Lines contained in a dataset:
==============================

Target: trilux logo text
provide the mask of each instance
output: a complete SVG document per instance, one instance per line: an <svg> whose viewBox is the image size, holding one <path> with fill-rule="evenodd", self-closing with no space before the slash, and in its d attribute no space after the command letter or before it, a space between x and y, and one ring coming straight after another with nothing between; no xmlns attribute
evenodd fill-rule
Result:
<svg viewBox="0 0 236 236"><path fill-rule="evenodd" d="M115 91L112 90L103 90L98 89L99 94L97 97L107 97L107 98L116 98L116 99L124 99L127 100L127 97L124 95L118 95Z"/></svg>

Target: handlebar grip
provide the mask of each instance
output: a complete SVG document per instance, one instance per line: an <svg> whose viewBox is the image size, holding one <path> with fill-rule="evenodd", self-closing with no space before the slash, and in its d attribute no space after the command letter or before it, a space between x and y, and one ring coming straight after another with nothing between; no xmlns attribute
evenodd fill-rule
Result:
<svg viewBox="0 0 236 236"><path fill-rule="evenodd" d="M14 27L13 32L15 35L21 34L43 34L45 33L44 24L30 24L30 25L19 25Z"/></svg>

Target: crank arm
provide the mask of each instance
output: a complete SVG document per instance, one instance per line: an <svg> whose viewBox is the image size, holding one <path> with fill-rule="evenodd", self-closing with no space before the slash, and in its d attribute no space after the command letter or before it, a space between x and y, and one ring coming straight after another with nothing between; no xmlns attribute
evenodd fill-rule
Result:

==============================

• **Set task**:
Rewrite the lines from the one containing "Target: handlebar grip" through the last line, replacing "crank arm" with "pedal crank" and leaving all other text unchanged.

• **The completed task**:
Target: handlebar grip
provide the mask of each instance
output: a complete SVG document per instance, one instance per line: an <svg> whose viewBox is the image size, holding one <path> with fill-rule="evenodd", self-closing with no space before the slash, and in its d attribute no space after the command letter or before it, a space between x and y, and one ring coming straight after another with nothing between; no xmlns attribute
evenodd fill-rule
Result:
<svg viewBox="0 0 236 236"><path fill-rule="evenodd" d="M14 27L13 32L15 35L21 34L43 34L45 33L44 24L30 24L30 25L19 25Z"/></svg>

Target: pedal crank
provide the mask of each instance
output: a complete SVG document per instance, one instance per line: an <svg> whose viewBox is the image size, holding one <path> with fill-rule="evenodd", self-closing with no space before the slash, and in its d attribute no space after the command letter or before it, a space between x and y, and one ring coming straight after another with nothing between; no xmlns attribute
evenodd fill-rule
Result:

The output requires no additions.